**Directions**: Copy out the records below word for word, beginning with the line containing "Place a pin on every instance of the paved road" and running through the end of the records.

[Start of Extracted entries]

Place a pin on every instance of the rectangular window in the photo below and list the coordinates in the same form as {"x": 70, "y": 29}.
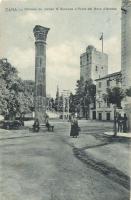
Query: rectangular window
{"x": 108, "y": 117}
{"x": 87, "y": 57}
{"x": 99, "y": 84}
{"x": 108, "y": 83}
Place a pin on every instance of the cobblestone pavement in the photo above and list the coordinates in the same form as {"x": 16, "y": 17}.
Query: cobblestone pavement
{"x": 43, "y": 166}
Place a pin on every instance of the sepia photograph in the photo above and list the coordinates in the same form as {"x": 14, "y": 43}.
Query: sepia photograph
{"x": 65, "y": 99}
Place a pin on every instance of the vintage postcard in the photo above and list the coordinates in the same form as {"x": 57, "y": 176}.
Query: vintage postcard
{"x": 65, "y": 99}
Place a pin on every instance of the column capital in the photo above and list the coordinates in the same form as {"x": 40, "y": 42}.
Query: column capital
{"x": 40, "y": 33}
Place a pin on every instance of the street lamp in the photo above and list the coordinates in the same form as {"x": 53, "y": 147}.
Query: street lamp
{"x": 115, "y": 127}
{"x": 65, "y": 95}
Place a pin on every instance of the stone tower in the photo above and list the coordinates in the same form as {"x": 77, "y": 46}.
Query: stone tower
{"x": 40, "y": 34}
{"x": 126, "y": 54}
{"x": 93, "y": 64}
{"x": 126, "y": 43}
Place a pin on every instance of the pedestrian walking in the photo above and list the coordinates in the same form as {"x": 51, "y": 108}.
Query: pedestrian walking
{"x": 36, "y": 125}
{"x": 74, "y": 128}
{"x": 120, "y": 123}
{"x": 125, "y": 123}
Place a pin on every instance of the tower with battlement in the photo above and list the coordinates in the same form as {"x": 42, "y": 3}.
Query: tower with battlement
{"x": 40, "y": 34}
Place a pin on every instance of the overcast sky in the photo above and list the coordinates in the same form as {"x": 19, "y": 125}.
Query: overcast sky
{"x": 70, "y": 33}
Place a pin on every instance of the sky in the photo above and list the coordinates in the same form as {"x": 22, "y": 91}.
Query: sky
{"x": 73, "y": 24}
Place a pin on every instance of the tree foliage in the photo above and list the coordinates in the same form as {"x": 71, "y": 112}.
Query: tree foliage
{"x": 15, "y": 96}
{"x": 85, "y": 95}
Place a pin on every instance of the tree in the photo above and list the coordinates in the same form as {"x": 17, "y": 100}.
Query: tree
{"x": 16, "y": 97}
{"x": 114, "y": 96}
{"x": 85, "y": 95}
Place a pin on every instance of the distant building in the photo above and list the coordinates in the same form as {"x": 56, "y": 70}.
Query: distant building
{"x": 104, "y": 110}
{"x": 93, "y": 64}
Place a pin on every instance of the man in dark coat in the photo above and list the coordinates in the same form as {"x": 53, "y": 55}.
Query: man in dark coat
{"x": 74, "y": 128}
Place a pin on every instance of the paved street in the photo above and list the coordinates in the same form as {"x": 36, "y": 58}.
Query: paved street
{"x": 53, "y": 166}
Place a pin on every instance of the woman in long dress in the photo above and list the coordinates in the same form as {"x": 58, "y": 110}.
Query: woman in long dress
{"x": 74, "y": 128}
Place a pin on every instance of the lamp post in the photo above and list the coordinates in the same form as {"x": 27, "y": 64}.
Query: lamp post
{"x": 115, "y": 127}
{"x": 65, "y": 94}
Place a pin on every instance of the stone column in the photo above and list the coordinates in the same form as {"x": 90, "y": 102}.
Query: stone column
{"x": 40, "y": 34}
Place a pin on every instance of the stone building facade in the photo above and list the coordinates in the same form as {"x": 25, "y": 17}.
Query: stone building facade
{"x": 126, "y": 54}
{"x": 93, "y": 64}
{"x": 126, "y": 43}
{"x": 104, "y": 110}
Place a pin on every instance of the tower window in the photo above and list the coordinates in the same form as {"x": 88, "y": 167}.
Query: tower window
{"x": 108, "y": 83}
{"x": 80, "y": 61}
{"x": 87, "y": 57}
{"x": 99, "y": 84}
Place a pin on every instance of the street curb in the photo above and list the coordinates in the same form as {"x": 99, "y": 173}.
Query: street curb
{"x": 107, "y": 170}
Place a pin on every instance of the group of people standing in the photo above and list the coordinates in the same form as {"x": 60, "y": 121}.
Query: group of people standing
{"x": 122, "y": 123}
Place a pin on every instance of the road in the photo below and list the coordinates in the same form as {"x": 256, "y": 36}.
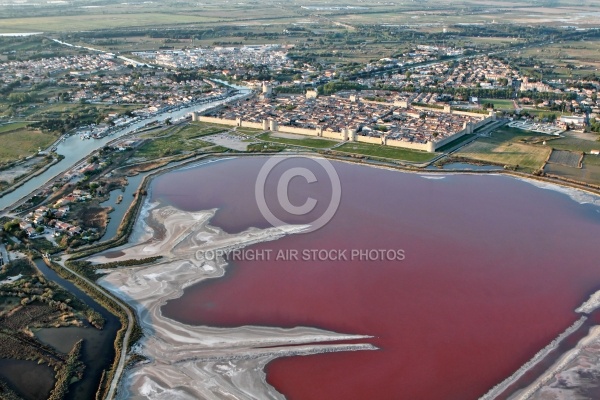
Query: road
{"x": 130, "y": 322}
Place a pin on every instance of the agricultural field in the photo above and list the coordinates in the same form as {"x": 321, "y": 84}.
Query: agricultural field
{"x": 566, "y": 158}
{"x": 589, "y": 173}
{"x": 18, "y": 141}
{"x": 394, "y": 153}
{"x": 499, "y": 104}
{"x": 576, "y": 143}
{"x": 176, "y": 140}
{"x": 508, "y": 147}
{"x": 315, "y": 143}
{"x": 100, "y": 21}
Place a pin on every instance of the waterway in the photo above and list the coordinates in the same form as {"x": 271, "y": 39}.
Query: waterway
{"x": 97, "y": 350}
{"x": 494, "y": 268}
{"x": 74, "y": 149}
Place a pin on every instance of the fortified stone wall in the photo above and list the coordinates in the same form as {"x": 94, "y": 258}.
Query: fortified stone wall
{"x": 299, "y": 131}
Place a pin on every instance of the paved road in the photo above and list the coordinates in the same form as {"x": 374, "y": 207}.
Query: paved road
{"x": 130, "y": 322}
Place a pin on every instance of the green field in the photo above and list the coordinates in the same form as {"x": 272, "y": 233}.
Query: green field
{"x": 589, "y": 173}
{"x": 305, "y": 142}
{"x": 509, "y": 147}
{"x": 574, "y": 144}
{"x": 22, "y": 142}
{"x": 100, "y": 21}
{"x": 386, "y": 152}
{"x": 13, "y": 127}
{"x": 499, "y": 104}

[End of Extracted entries]

**In response**:
Place a pin on every instance of the paved road in the photo above and list the coordinates in the same form as {"x": 374, "y": 207}.
Query: paved road
{"x": 130, "y": 322}
Place a pin on every instance of the green field in the photo above and list the coordinates in the same form as {"x": 272, "y": 233}.
Query: green field
{"x": 589, "y": 173}
{"x": 305, "y": 142}
{"x": 509, "y": 147}
{"x": 574, "y": 144}
{"x": 22, "y": 142}
{"x": 100, "y": 21}
{"x": 386, "y": 152}
{"x": 13, "y": 127}
{"x": 499, "y": 104}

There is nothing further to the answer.